GOAL> Copy the listing below word for word, leaving out the pictures.

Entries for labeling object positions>
— Start —

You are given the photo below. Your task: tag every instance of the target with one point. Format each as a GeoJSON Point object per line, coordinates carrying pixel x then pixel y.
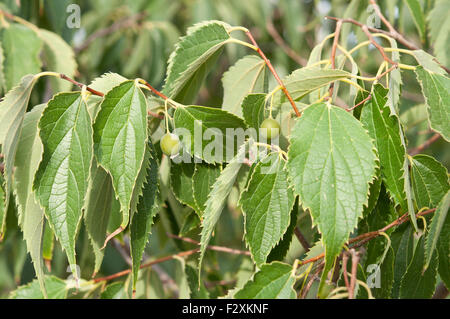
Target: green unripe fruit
{"type": "Point", "coordinates": [270, 128]}
{"type": "Point", "coordinates": [170, 144]}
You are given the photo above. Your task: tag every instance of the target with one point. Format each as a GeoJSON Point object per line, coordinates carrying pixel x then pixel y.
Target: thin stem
{"type": "Point", "coordinates": [275, 74]}
{"type": "Point", "coordinates": [286, 48]}
{"type": "Point", "coordinates": [337, 32]}
{"type": "Point", "coordinates": [363, 101]}
{"type": "Point", "coordinates": [363, 238]}
{"type": "Point", "coordinates": [306, 246]}
{"type": "Point", "coordinates": [424, 145]}
{"type": "Point", "coordinates": [211, 247]}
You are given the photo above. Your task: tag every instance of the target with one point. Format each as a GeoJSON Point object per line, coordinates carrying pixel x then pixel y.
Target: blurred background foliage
{"type": "Point", "coordinates": [135, 38]}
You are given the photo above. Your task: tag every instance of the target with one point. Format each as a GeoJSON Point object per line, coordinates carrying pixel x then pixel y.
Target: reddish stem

— End —

ANSWER TO THIS PROBLEM>
You are given the photo below. Your task: tag every instance of the target with one point. Format each as a GeoJSON Point object per line, coordinates carrying pixel x then pixel y.
Target: green unripe fruit
{"type": "Point", "coordinates": [270, 128]}
{"type": "Point", "coordinates": [170, 144]}
You are given the photo above. Your task: tag every instance of the target with one point. Format each as a GeoJSON Point object per line, coordinates carrying pixel x then pixel y.
Target: thin stem
{"type": "Point", "coordinates": [275, 74]}
{"type": "Point", "coordinates": [286, 48]}
{"type": "Point", "coordinates": [337, 32]}
{"type": "Point", "coordinates": [363, 101]}
{"type": "Point", "coordinates": [363, 238]}
{"type": "Point", "coordinates": [306, 246]}
{"type": "Point", "coordinates": [424, 145]}
{"type": "Point", "coordinates": [211, 247]}
You are given the photo above. Your task: tag every instance of the target with one point. Format each as a GeoJSON Point object per line, coordinates carrying pixel x then pixel y.
Target: blurred background foliage
{"type": "Point", "coordinates": [135, 38]}
You are given the photo above. Your task: tag every instance of the target with one point. Format each as a GeoJSON Point object per line, coordinates carrying pixel x then pixel y.
Target: reddish stem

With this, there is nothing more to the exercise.